Archive for March, 2011

Junior High Dance

     It was bound to happen sooner or later, and I guess “sooner” won the battle.  I have been on a lot of one-hit-wonderless dates, but Los Angeles is big, so running into these guys again falls into the slim to none category.  However, on Saturday night, I could run no more.

     A few months ago when this date took place, during our chat he had asked where I tended bar and then said he would be attending a friend’s wedding there in the spring, to which I joked I would probably be the bartender.  Well, the joke was an uncomfortable reality.

     On Saturday night, while I was mixing and pouring drinks and going about my business, I looked up and spotted a familiar face.  Then it hit me, “Oh shit.  I’ve been out with that guy.”  And instantly remembered his name (that’s a big deal for me), who he was (date number two of that double date day), and him saying he’d be attending a wedding here.

     The date wasn’t incredibly horrible, but I only saw it going as far as friendship level, whereas I think he was more eager.  It was one of those situations where he looked okay in his pictures and the real live thing was a big let down.  And now, his hair had grown out to an unflattering length and he looked twiggier and scrawnier than I remember.  This is the man who wants to be a woman’s swimsuit/lingerie fashion designer.  I foresee creeped-out models in his future.  But I digress…

     After our date, he had wanted to see me again.  I usually give the guy a second go if they weren’t totally horrible.  When he said next week, I said Saturday worked for me.  The week went on and when he called he said he meant during the week.  And I said, “Oh.”  How else was I supposed to react?  At that point it was Thursday, Saturday is what I had free.  Duh.  Anyway, he seemed thrown by that and I never heard from him again.  Flash forward to Saturday night.

Directions →
**1)** Reproduce a passage from the blog post word for word, starting at the words "Archive for March, 2011" and ending after "an uncomfortable reality.".
**2)** Write the next part of the blog post about running into a former date while tending bar, picking up right after its final sentence.

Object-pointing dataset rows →

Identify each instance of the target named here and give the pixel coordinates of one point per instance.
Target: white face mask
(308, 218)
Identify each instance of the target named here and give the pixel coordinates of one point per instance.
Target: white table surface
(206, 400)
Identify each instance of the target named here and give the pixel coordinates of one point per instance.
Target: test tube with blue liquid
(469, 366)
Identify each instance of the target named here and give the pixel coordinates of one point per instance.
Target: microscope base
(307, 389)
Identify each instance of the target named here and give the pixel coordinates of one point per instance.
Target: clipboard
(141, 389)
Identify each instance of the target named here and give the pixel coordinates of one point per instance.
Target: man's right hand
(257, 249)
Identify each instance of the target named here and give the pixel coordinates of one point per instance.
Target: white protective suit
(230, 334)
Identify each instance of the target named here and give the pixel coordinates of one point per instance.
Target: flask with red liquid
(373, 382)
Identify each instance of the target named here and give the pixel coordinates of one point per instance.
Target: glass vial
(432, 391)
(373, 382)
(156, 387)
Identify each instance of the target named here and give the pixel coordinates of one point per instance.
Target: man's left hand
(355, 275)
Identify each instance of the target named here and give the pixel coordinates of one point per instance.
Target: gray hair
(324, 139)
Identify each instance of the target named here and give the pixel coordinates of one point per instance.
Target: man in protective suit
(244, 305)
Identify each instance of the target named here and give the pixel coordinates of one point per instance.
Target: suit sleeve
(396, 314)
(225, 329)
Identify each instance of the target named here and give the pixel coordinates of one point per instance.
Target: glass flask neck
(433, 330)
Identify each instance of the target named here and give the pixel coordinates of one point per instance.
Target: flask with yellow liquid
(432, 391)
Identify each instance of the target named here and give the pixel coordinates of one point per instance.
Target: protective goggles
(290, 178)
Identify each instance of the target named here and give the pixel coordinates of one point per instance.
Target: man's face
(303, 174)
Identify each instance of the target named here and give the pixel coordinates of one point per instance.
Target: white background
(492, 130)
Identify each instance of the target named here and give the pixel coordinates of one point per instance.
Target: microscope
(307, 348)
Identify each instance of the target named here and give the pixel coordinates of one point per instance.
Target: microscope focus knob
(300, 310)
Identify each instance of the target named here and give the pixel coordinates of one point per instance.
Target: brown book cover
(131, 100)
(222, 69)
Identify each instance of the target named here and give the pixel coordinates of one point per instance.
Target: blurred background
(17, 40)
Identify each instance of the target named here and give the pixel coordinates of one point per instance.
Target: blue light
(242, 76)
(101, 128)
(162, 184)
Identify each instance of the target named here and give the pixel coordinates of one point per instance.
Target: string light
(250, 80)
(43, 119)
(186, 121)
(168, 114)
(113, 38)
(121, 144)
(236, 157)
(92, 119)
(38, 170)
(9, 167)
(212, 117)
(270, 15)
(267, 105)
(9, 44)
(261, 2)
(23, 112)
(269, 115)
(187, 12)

Answers to the exercises →
**1)**
Archive for March, 2011

Junior High Dance

     It was bound to happen sooner or later, and I guess “sooner” won the battle.  I have been on a lot of one-hit-wonderless dates, but Los Angeles is big, so running into these guys again falls into the slim to none category.  However, on Saturday night, I could run no more.

     A few months ago when this date took place, during our chat he had asked where I tended bar and then said he would be attending a friend’s wedding there in the spring, to which I joked I would probably be the bartender.  Well, the joke was an uncomfortable reality.

**2)**
     The area where cocktail hour was held is spacious and he could have sat anywhere, but he chose a high-top right near the bar.  He was angled facing the bar so I couldn’t help but see his mug nearly every time I looked up.  I was prepared to be friendly, ask him how he was, all the basics.  But as the cocktail hour winded down, I never had to.  He isn’t much of a drinker, so he never left his seat to come to the open bar where two female bartenders were working.  I mean come on guys, what single straight dateless man attends an open bar wedding with two women behind the bar and doesn’t approach?  We’re cute, even gay men adore us.

     After cocktail hour ended, the party moved into the main dining room.  Usually we just stay behind the main bar and people come back to us.  This couple arranged to have a satellite bar in with the guests.  And of course, I was the chosen one to be in the room with them.  When I got to my bar, most of the guests had already taken their seats.  I looked up and then, SMACK!  He was right in front of me – again.  Great, now I have to go through the whole reception with him obviously trying to ignore me.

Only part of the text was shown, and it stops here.